──────── TRECHO DO DOCUMENTO
De janeiro a agosto de 1981, 40 mulheres foram mortas em Goiás e 15 delas, em Goiânia – a maioria assassinada por seus maridos -, e nenhum dos casos foi levado a julgamento até o fim do ano de 1981. Dos 15 casos (ocorridos em Goiânia) registrados entre os meses de janeiro a agosto, com exceção de quatro crimes, todas as justificativas alegadas diziam respeito ao rompimento definitivo do romance, ao excesso de paixão que levou a um ciúme doentio e a própria infidelidade.
Argumentos como "forte emoção", excesso de amor, ciúmes e paixão eram as principais alegações dos casos de violência conjugal de Goiânia nas décadas de 80 e 90 dando visibilidade a esses casos como "crimes da paixão". Esses argumentos também corresponderam a alguns crimes entre cônjuges ocorridos nas décadas de 60 e 70, e que foram registrados pelos jornais já pesquisados. Parte dos grupos feministas da época, algumas posições da opinião pública , registrada pelos jornais, também relacionavam os casos de violência conjugal como os crimes da paixão.
As justificativas geralmente permaneciam as mesmas, porém, os crimes que envolveram agressores pertencentes às camadas altas da sociedade eram retratados como patológicos, além dos julgamentos terem sido sempre adiados. Em algumas matérias jornalísticas da década de 80, encontrei slogans como: "Assassinos ricos necessitam de tratamento médico"; em contraponto, os agressores pertencentes às camadas baixas da sociedade eram vistos como aqueles que praticavam o crime propositalmente, na maioria das vezes, motivado pelo álcool.
O outro aspecto interessante é a diferenciação com que o jornal retrata os crimes passionais na década de 90 em relação aos de 80. Percebe-se que os textos jornalísticos a partir de 90 visibilizam a violência ligada aos bairros pobres de Goiânia e referentes apenas a cônjuges com baixas condições sócio-econômicas, tendo como motivação o desemprego e o estado de pobreza as principais justificativas à violência. Porém, em diversas reportagens do início dos anos 80, já pesquisadas revelam a posição de vários delegados (as) da época afirmando que os casos pertencentes às mulheres de alta posição social não chegavam ao conhecimento da polícia por serem abafados pelas próprias vítimas.
────────────────
──────── ENTRADAS FORNECIDAS
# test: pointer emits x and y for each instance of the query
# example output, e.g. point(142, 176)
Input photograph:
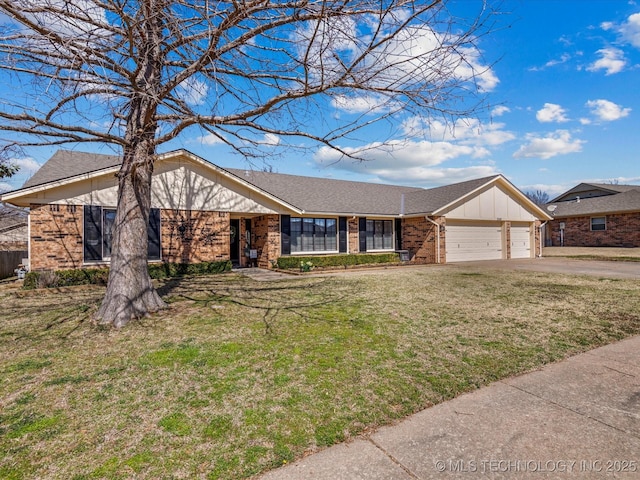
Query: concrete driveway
point(597, 268)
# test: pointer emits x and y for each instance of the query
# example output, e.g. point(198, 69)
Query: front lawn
point(241, 376)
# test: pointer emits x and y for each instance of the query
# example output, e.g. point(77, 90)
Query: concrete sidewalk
point(579, 418)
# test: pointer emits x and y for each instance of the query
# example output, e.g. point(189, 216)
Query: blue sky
point(565, 108)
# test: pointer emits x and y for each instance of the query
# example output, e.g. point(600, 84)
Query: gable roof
point(305, 194)
point(591, 190)
point(67, 164)
point(627, 200)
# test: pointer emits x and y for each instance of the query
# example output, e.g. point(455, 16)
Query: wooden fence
point(9, 261)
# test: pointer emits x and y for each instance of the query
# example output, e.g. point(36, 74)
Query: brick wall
point(419, 238)
point(56, 237)
point(623, 230)
point(266, 239)
point(194, 236)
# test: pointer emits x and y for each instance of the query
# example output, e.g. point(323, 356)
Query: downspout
point(540, 227)
point(437, 238)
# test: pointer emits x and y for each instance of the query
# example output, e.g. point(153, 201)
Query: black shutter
point(398, 234)
point(342, 235)
point(153, 233)
point(363, 233)
point(92, 233)
point(285, 234)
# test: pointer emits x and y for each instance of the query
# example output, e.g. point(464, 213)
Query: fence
point(9, 261)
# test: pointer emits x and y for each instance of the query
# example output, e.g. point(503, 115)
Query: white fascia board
point(234, 178)
point(504, 182)
point(16, 194)
point(23, 192)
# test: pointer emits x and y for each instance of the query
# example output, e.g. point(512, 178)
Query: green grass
point(238, 377)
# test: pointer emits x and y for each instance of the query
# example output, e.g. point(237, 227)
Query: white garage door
point(520, 241)
point(474, 241)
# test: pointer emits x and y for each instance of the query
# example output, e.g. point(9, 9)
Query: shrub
point(295, 262)
point(100, 276)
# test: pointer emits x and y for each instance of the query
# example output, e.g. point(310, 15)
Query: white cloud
point(500, 110)
point(466, 131)
point(360, 104)
point(192, 91)
point(551, 112)
point(556, 143)
point(607, 111)
point(425, 176)
point(564, 58)
point(399, 153)
point(409, 162)
point(611, 60)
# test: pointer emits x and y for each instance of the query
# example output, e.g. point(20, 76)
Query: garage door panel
point(474, 242)
point(520, 241)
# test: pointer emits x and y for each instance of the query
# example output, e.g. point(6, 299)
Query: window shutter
point(342, 235)
point(92, 233)
point(363, 233)
point(153, 233)
point(285, 234)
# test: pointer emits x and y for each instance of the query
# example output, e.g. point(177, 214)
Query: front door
point(235, 242)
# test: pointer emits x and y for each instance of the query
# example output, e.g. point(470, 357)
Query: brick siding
point(56, 237)
point(419, 238)
point(194, 236)
point(353, 229)
point(622, 230)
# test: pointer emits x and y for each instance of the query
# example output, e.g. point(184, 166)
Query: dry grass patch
point(241, 376)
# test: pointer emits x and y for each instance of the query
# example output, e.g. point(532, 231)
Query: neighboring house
point(202, 212)
point(595, 215)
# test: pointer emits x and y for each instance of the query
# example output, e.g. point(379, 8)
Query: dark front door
point(235, 242)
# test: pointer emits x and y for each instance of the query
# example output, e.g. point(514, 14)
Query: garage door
point(520, 241)
point(474, 241)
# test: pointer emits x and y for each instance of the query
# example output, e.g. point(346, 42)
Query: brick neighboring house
point(595, 215)
point(202, 212)
point(13, 229)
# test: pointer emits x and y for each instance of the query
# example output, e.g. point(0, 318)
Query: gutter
point(540, 227)
point(437, 238)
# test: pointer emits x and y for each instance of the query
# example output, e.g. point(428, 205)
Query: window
point(598, 223)
point(379, 234)
point(98, 236)
point(313, 234)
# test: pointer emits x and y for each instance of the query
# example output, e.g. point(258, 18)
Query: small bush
point(332, 261)
point(100, 276)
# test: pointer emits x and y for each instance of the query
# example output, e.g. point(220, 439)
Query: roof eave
point(23, 192)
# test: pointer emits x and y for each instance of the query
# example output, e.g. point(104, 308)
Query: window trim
point(603, 224)
point(392, 230)
point(295, 237)
point(153, 214)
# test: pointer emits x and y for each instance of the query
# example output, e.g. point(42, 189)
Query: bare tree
point(538, 197)
point(136, 74)
point(7, 167)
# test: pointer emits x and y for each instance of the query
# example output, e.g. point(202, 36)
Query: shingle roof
point(325, 195)
point(625, 201)
point(310, 194)
point(66, 164)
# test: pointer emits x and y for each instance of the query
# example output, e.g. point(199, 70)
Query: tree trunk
────────────────
◆ ITEM DA TAREFA A ◆
Responda sim ou não: as afirmações (i) De janeiro a agosto de 1981, 15 mulheres foram mortas em Goiânia; (ii) Os crimes com agressores das camadas altas da sociedade eram julgados sem demora; (iii) Nos textos jornalísticos a partir de 90, o desemprego figura entre as justificativas da violência, estão de acordo com o trecho sobre crimes passionais em Goiânia? Justifique cada resposta citando literalmente as palavras decisivas do trecho.
◆ ITEM DA TAREFA B ◆
Dê seguimento ao trecho sobre crimes passionais em Goiânia, começando logo após a última frase apresentada.
As linhas não têm nenhum papel nesta parte.

◆ ÁREA DE RESPOSTA A ◆
(i) Sim: "40 mulheres foram mortas em Goiás e 15 delas, em Goiânia".
(ii) Não: "além dos julgamentos terem sido sempre adiados".
(iii) Sim: "tendo como motivação o desemprego e o estado de pobreza as principais justificativas à violência".

◆ ÁREA DE RESPOSTA B ◆
Em relação ao discurso das feministas acerca da violência conjugal, percebe-se uma ênfase, da parte dos primeiros grupos feministas, em representar a opressão sobre as mulheres como resultado das relações hierárquicas entre os sexos construídas historicamente. Não obstante, outras posições registradas pelos jornais representavam a violência conjugal decorrente de problemas como a pobreza, o desemprego e a própria bebida que leva o agressor agredir sua companheira.
Assim, diante do que foi pesquisado até o momento, evidencia-se que a história dos crimes ocorridos nas décadas de 1980/1990 traz aspectos que levam a pensar nas diferentes representações que se fazem do fenômeno da violência conjugal. Um dos propósitos a ser seguido constitui em tentar perceber qual a historicidade dessa violência entre cônjuges, em Goiânia, e sua construção sócio-cultural.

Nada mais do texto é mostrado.